(Object position labeling entries)
◇ ◇ ◇ ◇ ◇
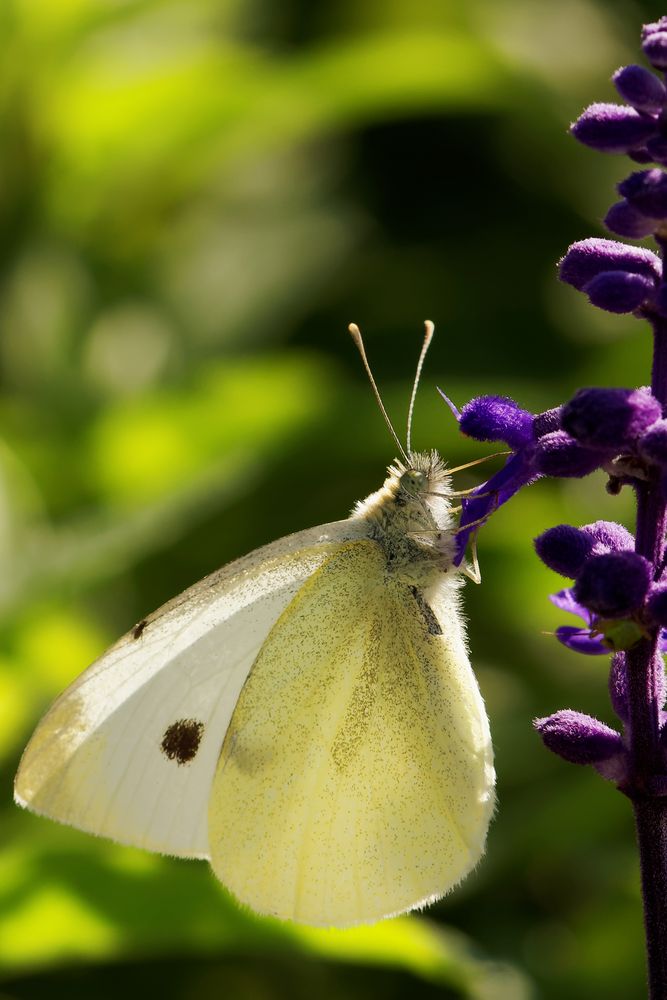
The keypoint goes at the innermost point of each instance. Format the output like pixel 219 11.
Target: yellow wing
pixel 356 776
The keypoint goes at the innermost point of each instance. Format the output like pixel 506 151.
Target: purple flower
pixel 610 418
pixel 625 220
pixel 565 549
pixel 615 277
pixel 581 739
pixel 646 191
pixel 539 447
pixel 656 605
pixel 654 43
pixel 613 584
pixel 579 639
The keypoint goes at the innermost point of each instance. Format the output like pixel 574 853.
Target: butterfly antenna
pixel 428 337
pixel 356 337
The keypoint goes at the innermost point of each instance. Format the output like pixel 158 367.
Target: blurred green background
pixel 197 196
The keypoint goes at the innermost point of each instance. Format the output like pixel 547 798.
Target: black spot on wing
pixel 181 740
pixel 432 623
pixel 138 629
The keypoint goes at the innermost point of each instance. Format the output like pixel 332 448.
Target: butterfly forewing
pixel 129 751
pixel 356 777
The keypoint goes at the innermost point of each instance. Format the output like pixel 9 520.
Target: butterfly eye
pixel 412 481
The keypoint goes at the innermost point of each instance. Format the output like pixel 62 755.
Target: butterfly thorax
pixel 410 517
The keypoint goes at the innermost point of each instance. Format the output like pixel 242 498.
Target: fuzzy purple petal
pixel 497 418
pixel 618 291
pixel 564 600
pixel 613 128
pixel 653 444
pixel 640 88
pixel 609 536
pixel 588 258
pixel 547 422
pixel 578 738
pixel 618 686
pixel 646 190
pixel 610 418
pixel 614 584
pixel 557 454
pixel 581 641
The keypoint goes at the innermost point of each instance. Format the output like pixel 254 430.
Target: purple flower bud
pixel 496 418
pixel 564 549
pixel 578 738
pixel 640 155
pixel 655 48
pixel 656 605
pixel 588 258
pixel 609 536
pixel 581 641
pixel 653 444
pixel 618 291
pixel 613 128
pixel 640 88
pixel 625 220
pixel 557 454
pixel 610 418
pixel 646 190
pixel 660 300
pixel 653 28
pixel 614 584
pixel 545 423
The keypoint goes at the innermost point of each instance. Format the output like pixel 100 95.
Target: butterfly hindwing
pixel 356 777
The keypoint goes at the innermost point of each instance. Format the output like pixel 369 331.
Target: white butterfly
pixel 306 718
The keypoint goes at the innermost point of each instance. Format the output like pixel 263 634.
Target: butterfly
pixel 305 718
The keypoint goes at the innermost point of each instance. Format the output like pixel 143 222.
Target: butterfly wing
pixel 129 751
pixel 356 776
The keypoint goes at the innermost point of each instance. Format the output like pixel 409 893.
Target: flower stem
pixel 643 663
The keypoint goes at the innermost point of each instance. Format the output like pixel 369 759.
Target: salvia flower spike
◇ ◇ ◇ ◇ ◇
Retype only the lines running from the line with "pixel 62 755." to the end of the listing, including both of those lines.

The keypoint goes at the innermost point of each instance. Format the output like pixel 62 755.
Target: butterfly thorax
pixel 410 517
The keypoint goes at the innermost point of each instance. Format the output like pixel 242 498.
Target: fuzzy purple petal
pixel 497 418
pixel 618 291
pixel 564 600
pixel 613 128
pixel 653 444
pixel 640 88
pixel 609 536
pixel 588 258
pixel 547 422
pixel 578 738
pixel 618 686
pixel 646 190
pixel 610 418
pixel 614 584
pixel 557 454
pixel 581 641
The keypoint goes at the innermost point of each instance. Format the output like pixel 254 430.
Target: purple flower bud
pixel 496 418
pixel 564 549
pixel 578 738
pixel 640 155
pixel 655 48
pixel 656 605
pixel 588 258
pixel 609 536
pixel 581 641
pixel 653 444
pixel 618 291
pixel 613 128
pixel 640 88
pixel 625 220
pixel 557 454
pixel 610 418
pixel 646 190
pixel 660 300
pixel 653 28
pixel 614 584
pixel 545 423
The keypoint goes at the innermost point of each instance. Format the output like pixel 100 95.
Target: butterfly hindwing
pixel 356 777
The keypoint goes at the innermost point of each instance. Format the output like pixel 369 331.
Target: white butterfly
pixel 306 718
The keypoint goes at the innermost point of each instance. Format the output like pixel 263 634.
Target: butterfly
pixel 305 718
The keypoint goes at the innermost point of each instance. Format the output like pixel 143 222.
Target: butterfly wing
pixel 129 751
pixel 356 776
The keypoint goes at the innermost point of each instance. Format the output like pixel 409 893.
Target: flower stem
pixel 643 663
The keypoint goes at the innermost point of each instance. Format the output like pixel 369 759.
Target: salvia flower spike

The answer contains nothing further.